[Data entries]
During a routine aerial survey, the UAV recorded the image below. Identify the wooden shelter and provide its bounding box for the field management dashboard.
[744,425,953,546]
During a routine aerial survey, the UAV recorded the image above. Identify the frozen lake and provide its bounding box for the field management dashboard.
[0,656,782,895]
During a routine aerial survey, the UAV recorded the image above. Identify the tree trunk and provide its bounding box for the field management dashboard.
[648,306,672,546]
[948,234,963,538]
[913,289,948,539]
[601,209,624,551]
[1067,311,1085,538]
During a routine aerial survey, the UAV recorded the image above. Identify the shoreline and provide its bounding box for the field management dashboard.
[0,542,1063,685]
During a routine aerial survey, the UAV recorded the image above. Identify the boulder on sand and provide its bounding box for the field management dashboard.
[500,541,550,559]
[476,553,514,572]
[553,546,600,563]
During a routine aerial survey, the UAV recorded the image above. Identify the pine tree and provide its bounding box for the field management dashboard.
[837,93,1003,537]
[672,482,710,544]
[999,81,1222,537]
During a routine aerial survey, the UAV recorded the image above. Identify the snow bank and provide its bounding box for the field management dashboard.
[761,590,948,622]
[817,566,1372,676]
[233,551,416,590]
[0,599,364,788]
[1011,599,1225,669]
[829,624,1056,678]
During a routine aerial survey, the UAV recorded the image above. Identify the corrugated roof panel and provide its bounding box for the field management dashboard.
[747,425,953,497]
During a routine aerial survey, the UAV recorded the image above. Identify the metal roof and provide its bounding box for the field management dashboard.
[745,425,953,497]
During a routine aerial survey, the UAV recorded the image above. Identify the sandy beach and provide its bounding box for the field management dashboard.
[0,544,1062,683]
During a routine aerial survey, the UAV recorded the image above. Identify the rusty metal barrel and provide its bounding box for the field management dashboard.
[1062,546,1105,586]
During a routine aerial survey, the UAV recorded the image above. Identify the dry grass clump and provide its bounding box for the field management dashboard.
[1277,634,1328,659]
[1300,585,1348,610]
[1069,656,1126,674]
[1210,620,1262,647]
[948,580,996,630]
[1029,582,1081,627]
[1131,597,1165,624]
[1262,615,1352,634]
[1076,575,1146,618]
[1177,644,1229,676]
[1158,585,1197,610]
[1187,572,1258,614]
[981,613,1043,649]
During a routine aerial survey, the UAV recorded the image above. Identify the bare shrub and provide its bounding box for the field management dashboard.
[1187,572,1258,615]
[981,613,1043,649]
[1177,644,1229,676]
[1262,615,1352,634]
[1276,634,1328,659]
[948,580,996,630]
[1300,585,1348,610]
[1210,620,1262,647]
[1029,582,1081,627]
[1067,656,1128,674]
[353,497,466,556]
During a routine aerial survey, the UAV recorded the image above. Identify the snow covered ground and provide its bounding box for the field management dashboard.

Task prompt: Reproduce these data entries word for word.

Task response:
During a routine aerial survey, the UAV recorded the image below. Identify the wooden shelter and provide its bounding box for the field management dashboard.
[744,425,953,546]
During a routine aerial survey, the UAV recorded the image above. Identify the frozen lake and provide its bounding box for the field management dashboard.
[0,656,782,895]
During a routine aerial survey, the UAV recorded the image above. Identify the tree trunk and provide its bounding box for the field management dashboard.
[648,306,672,546]
[948,234,963,538]
[913,289,948,539]
[601,209,624,551]
[1067,311,1085,538]
During a routine aerial survey, the UAV recorded the image above. Identify the shoreline and provide its bounding box for the field management dashboard.
[0,542,1063,685]
During a routine aerial survey, the UAV recorded the image above. Identify the boulder on sand and provide its bounding box for the field management dashboard.
[500,541,550,559]
[476,553,514,572]
[553,546,600,563]
During a routine aerial survey, the UAV recorded the image above. Identify the pine tree and provide its bounding box for the field management dashboard.
[837,93,1003,537]
[672,482,710,544]
[999,81,1222,537]
During a routine aerial survey, the UAV recorded the image above. Identify the snow bank and provide its bounding box for the field management dashboard.
[761,590,948,622]
[817,566,1372,676]
[233,551,416,590]
[0,599,364,788]
[1011,599,1225,669]
[829,624,1056,678]
During a routine aerial survey, the UAV recorded the image above. Identify the corrugated roof panel and provide its bounding box for the field management dashboard.
[747,425,953,497]
During a routine aerial survey, the UAV recorded the image above. Identify the metal roof and provide its bounding box for the field management dashboard.
[745,425,953,497]
During a routine aerial survey, the UAV recorded the image above. Identify the sandy beach and provide its bounding box for the field management dashboard.
[0,544,1062,683]
During a routine aerial survey, the UAV recorded the image above. Identify the rusty metal barrel and provide its bounding box for the field management dashboard.
[1062,546,1105,586]
During a routine aerial survey, the UAV recorded the image above. Identify the dry grass clump and provide its bounding box for the field management dashboard.
[1277,634,1328,659]
[1300,585,1348,610]
[1069,656,1126,674]
[1210,620,1262,647]
[948,580,996,630]
[1029,582,1081,627]
[1131,597,1165,624]
[1262,615,1352,634]
[1076,575,1146,618]
[1177,644,1229,676]
[1158,585,1197,610]
[1187,572,1258,614]
[981,613,1043,649]
During a routine aerial survey, the UAV recorded the image above. Identify the bare shrub and provide its bounding box for the field management dashboard.
[1187,572,1258,615]
[981,613,1043,649]
[1177,644,1229,676]
[1262,615,1352,634]
[1276,634,1328,659]
[948,580,996,630]
[1300,585,1348,610]
[1210,620,1262,647]
[1029,582,1081,627]
[1067,656,1128,674]
[353,497,466,556]
During a routine aerial survey, the UAV recorded the image above. Identify the snow covered ground and provide its bounding box for the field management dashboard.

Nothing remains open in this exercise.